### Given problem
Set out the material below as a Markdown table with the columns Row and Line, giving each non-blank line its own numbered row.

************

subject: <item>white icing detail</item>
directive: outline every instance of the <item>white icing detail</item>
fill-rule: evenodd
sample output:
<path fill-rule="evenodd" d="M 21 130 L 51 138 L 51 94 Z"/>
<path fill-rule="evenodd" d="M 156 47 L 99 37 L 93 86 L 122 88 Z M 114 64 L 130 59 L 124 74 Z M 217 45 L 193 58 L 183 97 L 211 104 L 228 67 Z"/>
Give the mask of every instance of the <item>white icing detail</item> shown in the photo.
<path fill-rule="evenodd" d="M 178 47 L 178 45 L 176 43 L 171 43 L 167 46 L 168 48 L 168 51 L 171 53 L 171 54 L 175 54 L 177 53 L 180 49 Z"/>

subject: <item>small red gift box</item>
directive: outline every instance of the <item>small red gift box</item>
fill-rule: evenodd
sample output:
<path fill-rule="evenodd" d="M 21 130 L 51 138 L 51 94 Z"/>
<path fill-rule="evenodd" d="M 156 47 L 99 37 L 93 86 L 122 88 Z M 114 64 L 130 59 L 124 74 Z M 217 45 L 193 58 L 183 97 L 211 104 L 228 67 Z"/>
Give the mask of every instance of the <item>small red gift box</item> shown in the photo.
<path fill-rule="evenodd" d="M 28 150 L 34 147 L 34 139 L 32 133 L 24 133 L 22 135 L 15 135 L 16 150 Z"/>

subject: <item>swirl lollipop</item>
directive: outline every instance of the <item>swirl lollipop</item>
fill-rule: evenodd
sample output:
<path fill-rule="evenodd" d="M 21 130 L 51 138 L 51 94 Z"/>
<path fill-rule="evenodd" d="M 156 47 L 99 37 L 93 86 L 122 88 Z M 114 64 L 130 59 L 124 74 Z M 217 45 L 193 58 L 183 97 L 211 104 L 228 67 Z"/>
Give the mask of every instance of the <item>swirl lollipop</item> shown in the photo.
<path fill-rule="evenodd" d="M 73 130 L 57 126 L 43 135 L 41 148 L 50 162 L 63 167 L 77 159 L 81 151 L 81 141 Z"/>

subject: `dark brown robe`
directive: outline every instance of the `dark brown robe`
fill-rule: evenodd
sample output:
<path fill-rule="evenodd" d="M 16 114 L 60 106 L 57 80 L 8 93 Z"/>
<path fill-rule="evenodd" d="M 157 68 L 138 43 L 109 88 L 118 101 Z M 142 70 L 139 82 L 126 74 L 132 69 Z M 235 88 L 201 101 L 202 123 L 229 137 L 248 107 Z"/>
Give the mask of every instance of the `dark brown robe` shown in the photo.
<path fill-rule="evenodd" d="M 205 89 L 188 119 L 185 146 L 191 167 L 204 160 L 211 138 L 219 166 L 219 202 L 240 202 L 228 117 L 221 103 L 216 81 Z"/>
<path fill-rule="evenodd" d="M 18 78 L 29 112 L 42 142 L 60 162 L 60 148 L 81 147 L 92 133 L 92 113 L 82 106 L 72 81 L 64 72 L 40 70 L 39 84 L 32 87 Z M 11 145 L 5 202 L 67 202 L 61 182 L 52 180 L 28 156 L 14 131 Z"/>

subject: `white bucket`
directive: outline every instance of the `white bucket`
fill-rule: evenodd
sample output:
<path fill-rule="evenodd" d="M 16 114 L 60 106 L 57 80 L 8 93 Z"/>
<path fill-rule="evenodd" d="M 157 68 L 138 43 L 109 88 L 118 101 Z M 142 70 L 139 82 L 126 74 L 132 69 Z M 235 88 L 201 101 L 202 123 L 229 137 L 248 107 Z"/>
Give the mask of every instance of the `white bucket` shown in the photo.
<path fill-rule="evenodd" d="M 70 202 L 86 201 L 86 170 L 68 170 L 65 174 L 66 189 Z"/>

************

### Task output
| Row | Line |
|---|---|
| 1 | subject: <item>white icing detail</item> |
| 2 | directive: outline every instance of the <item>white icing detail</item> |
| 3 | fill-rule: evenodd |
| 4 | sample output: |
| 5 | <path fill-rule="evenodd" d="M 21 130 L 51 138 L 51 94 Z"/> |
| 6 | <path fill-rule="evenodd" d="M 156 47 L 99 37 L 93 86 L 122 88 Z M 114 64 L 130 59 L 124 74 Z M 217 45 L 193 58 L 183 97 L 211 104 L 228 67 Z"/> |
| 7 | Give the mask of every instance of the <item>white icing detail</item> shown in the photo. |
| 8 | <path fill-rule="evenodd" d="M 178 47 L 178 45 L 176 43 L 171 43 L 167 46 L 168 48 L 168 51 L 171 53 L 171 54 L 175 54 L 177 53 L 180 49 Z"/> |
| 9 | subject: <item>small red gift box</item> |
| 10 | directive: outline every instance of the <item>small red gift box</item> |
| 11 | fill-rule: evenodd |
| 12 | sample output: |
| 13 | <path fill-rule="evenodd" d="M 21 130 L 51 138 L 51 94 Z"/> |
| 14 | <path fill-rule="evenodd" d="M 156 47 L 99 37 L 93 86 L 122 88 Z M 114 64 L 130 59 L 124 74 Z M 217 45 L 193 58 L 183 97 L 211 104 L 228 67 Z"/> |
| 15 | Give the mask of every instance of the <item>small red gift box</item> shown in the photo. |
| 16 | <path fill-rule="evenodd" d="M 28 150 L 34 147 L 34 139 L 32 133 L 24 133 L 22 135 L 15 135 L 16 150 Z"/> |
| 17 | subject: <item>swirl lollipop</item> |
| 18 | directive: outline every instance of the <item>swirl lollipop</item> |
| 19 | fill-rule: evenodd |
| 20 | sample output: |
| 21 | <path fill-rule="evenodd" d="M 21 130 L 51 138 L 51 94 Z"/> |
| 22 | <path fill-rule="evenodd" d="M 156 47 L 99 37 L 93 86 L 122 88 Z M 114 64 L 130 59 L 124 74 Z M 217 45 L 193 58 L 183 97 L 211 104 L 228 67 Z"/> |
| 23 | Give the mask of every instance of the <item>swirl lollipop</item> shown in the photo. |
| 24 | <path fill-rule="evenodd" d="M 73 130 L 57 126 L 43 135 L 41 148 L 50 162 L 63 167 L 77 159 L 81 151 L 81 141 Z"/> |
| 25 | subject: `dark brown robe` |
| 26 | directive: outline every instance of the `dark brown robe` |
| 27 | fill-rule: evenodd |
| 28 | sample output: |
| 29 | <path fill-rule="evenodd" d="M 16 114 L 60 106 L 57 80 L 8 93 Z"/> |
| 30 | <path fill-rule="evenodd" d="M 157 68 L 138 43 L 109 88 L 118 101 Z M 142 70 L 139 82 L 126 74 L 132 69 Z M 235 88 L 201 101 L 202 123 L 229 137 L 248 107 Z"/> |
| 31 | Give the mask of every instance of the `dark brown robe` shown in the photo. |
| 32 | <path fill-rule="evenodd" d="M 205 89 L 188 119 L 185 146 L 191 167 L 204 160 L 211 138 L 219 166 L 219 202 L 240 202 L 228 117 L 221 103 L 216 81 Z"/> |
| 33 | <path fill-rule="evenodd" d="M 18 78 L 29 112 L 42 142 L 60 162 L 60 148 L 81 147 L 92 133 L 92 113 L 82 106 L 72 81 L 64 72 L 40 70 L 39 84 L 32 87 Z M 11 145 L 5 202 L 67 202 L 61 182 L 52 180 L 28 156 L 14 131 Z"/> |
| 34 | subject: `white bucket` |
| 35 | directive: outline every instance of the `white bucket` |
| 36 | fill-rule: evenodd |
| 37 | sample output: |
| 38 | <path fill-rule="evenodd" d="M 16 114 L 60 106 L 57 80 L 8 93 Z"/> |
| 39 | <path fill-rule="evenodd" d="M 157 68 L 138 43 L 109 88 L 118 101 Z M 142 70 L 139 82 L 126 74 L 132 69 Z M 235 88 L 201 101 L 202 123 L 229 137 L 248 107 Z"/> |
| 40 | Give the mask of every instance of the `white bucket` shown in the photo. |
| 41 | <path fill-rule="evenodd" d="M 70 202 L 86 201 L 86 170 L 68 170 L 65 174 L 66 189 Z"/> |